» Description of the task
A precise repetition of every line below is the required answer.

····················

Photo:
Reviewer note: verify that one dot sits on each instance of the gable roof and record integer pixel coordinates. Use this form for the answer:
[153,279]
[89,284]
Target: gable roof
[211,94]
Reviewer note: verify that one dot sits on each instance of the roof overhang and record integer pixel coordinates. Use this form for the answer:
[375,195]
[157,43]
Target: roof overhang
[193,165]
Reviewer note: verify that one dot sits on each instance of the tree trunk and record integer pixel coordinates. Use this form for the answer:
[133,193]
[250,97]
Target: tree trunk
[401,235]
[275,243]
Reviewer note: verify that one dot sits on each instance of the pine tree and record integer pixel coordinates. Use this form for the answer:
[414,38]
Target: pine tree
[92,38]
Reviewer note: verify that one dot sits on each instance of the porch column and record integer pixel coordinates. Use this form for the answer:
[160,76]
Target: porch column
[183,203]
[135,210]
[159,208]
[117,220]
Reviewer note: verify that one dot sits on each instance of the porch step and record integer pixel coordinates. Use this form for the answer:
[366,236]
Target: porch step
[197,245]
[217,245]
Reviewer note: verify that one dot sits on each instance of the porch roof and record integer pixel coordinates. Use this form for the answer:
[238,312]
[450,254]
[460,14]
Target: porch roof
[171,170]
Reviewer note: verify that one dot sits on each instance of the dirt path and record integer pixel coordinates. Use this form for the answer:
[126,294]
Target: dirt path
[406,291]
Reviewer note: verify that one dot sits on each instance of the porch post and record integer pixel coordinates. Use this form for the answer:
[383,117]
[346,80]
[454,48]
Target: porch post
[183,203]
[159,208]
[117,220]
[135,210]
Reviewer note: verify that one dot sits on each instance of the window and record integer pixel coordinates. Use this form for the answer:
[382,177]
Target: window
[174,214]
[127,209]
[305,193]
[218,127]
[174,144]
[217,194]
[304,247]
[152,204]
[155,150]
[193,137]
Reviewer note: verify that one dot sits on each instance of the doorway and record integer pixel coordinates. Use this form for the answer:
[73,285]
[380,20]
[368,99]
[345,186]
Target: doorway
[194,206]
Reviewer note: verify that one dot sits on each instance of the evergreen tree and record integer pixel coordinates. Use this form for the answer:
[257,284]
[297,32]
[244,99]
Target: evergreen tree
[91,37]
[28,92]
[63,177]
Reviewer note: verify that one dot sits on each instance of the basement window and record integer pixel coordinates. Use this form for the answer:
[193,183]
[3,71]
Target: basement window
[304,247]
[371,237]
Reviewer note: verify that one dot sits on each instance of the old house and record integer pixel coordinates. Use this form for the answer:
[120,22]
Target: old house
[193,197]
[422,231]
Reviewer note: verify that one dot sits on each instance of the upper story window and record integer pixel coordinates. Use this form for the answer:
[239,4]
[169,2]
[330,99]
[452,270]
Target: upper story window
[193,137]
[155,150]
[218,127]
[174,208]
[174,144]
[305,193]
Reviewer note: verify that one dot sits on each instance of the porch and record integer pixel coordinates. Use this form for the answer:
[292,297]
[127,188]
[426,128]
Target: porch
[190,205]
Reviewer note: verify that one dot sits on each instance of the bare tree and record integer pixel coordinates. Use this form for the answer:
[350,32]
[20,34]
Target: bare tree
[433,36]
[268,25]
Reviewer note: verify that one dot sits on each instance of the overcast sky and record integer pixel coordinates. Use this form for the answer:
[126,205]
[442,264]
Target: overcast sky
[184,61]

····················

» Solution to this exercise
Photo:
Reviewer note: verify that one dot sits on each instance of the gable roof and record integer pixel coordinates. Use this form for the answer:
[153,279]
[89,284]
Target: gable roof
[211,94]
Reviewer note: verify that one dot sits on each instance of the roof overhang and record integer pixel coordinates. Use this form for the answer:
[375,195]
[157,43]
Target: roof overhang
[193,165]
Reviewer note: verify that one dot sits on each instance of the tree trunk and record integer pixel coordinates. Use this form for the answer:
[133,193]
[250,97]
Target: tree trunk
[401,235]
[275,243]
Reviewer note: verify that one dot sits on each instance of the pine tree and record integer pixel coordinates. Use this form for the answer:
[414,38]
Target: pine tree
[92,38]
Reviewer note: verify that one dot sits on each instance of the porch column and record integer pixel coordinates. Use this form for the answer:
[160,76]
Target: porch column
[183,203]
[135,210]
[159,208]
[117,220]
Reviewer note: verify that one dot sits on each instance of the porch step and record integer pixel coordinates. Use this form for the answer:
[366,236]
Target: porch step
[197,245]
[217,245]
Reviewer note: verify that one dot sits on each instance of the porch roof and record integer pixel coordinates. Use this form for the answer:
[238,312]
[450,254]
[460,14]
Target: porch roof
[171,170]
Reviewer note: verify that one dot sits on each instance of the dirt path and record integer pixel coordinates. Use this form for the answer:
[126,294]
Target: dirt path
[406,291]
Reviewer note: verify that one dot sits on each instance of the porch post and record integer pixel coordinates. Use this form for the answer:
[383,117]
[346,80]
[454,48]
Target: porch post
[183,203]
[159,208]
[117,220]
[135,210]
Reviewer note: verify that one dot sits on each instance of the window and record integer pixel coordinates. Use this form for the answer:
[382,177]
Target: window
[174,214]
[127,209]
[305,193]
[218,127]
[174,144]
[217,194]
[304,247]
[152,204]
[155,150]
[193,137]
Reviewer note: verify that one dot sits on each instance of the doorway and record integer pixel coordinates. Use this form for the answer:
[73,285]
[380,20]
[368,99]
[345,186]
Target: doorway
[194,206]
Reviewer note: verify that one dot sits on each instance of the evergreen tree and record integer pixel coordinates. Use this form for the answer:
[257,284]
[297,32]
[244,99]
Target: evergreen tree
[91,37]
[28,92]
[63,177]
Reviewer note: verify that one dot sits on each instance of the basement window and record integer pixel coordinates. Use this form for the answer:
[193,183]
[3,71]
Target: basement window
[304,247]
[371,237]
Reviewer note: verify that one dot sits on each instance of the old house and record integer pixel coordinates. Use this form for the answer:
[120,22]
Target: old house
[193,197]
[422,231]
Reviewer note: verify that one dot sits on each instance of the upper story window and record integer pixel coordinates. Use this form for the answer:
[239,4]
[169,2]
[330,99]
[452,270]
Target: upper story window
[193,137]
[155,150]
[218,127]
[174,208]
[174,144]
[305,193]
Reviewer note: verify that one dot sits on each instance of the porch and record integer pixel coordinates. Use this form for the answer:
[292,297]
[127,188]
[426,128]
Target: porch
[190,205]
Reviewer note: verify that one dot sits on each instance of the bare tree and record integer pixel coordinates. Use this form for the answer:
[350,32]
[20,34]
Target: bare tree
[433,36]
[268,25]
Reviewer note: verify that one dot sits on each instance of the overcast sky and record integer pixel coordinates. Use this form for the answer:
[126,205]
[442,264]
Target: overcast sky
[184,61]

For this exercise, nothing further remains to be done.